What to produce: Where a line has odd spacing or punctuation, keep it; transcribe all the entries exactly.

Data extracted from a collection:
= = =
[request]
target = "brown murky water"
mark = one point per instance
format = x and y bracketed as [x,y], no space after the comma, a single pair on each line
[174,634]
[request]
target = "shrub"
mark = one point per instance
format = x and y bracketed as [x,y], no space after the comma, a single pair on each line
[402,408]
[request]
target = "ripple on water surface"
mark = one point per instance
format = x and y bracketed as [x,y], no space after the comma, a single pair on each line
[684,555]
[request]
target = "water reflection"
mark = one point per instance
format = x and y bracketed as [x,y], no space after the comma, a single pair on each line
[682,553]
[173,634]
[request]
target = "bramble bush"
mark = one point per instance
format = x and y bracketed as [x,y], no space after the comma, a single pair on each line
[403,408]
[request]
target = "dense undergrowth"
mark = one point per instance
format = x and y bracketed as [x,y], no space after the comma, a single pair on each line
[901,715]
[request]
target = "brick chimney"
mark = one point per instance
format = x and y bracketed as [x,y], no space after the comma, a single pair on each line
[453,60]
= = =
Expected answer:
[request]
target = "brown murky water"
mark = one point per instance
format = x and y bracketed as [x,y], no space after the comma, a single pair on each line
[174,634]
[request]
target = "shrub"
mark = one point per instance
format = x and y bracketed as [x,y], no space after the comma, a single pair on each line
[402,408]
[request]
target = "ripple on water surface"
mark = one point per instance
format = x and y bracketed as [x,y], no space after the comma, a single pair on each line
[684,555]
[request]
target = "water reflection"
mark = one point per instance
format = x and y bracketed as [x,y], no space after the comma, a single pair on each line
[682,553]
[173,634]
[request]
target = "bramble bush"
mark = one point per instance
format = x and y bracketed as [x,y], no space after the comma, a single pair on each line
[403,408]
[request]
target = "dense undergrowth"
mark = one point per instance
format = x and y bracketed as [x,y], no space after the comma, a single pair on each line
[901,715]
[request]
target = "brick chimney"
mark = one point per instance
format = x and y bracketed as [x,y], no space after the comma, a single pair on each line
[453,60]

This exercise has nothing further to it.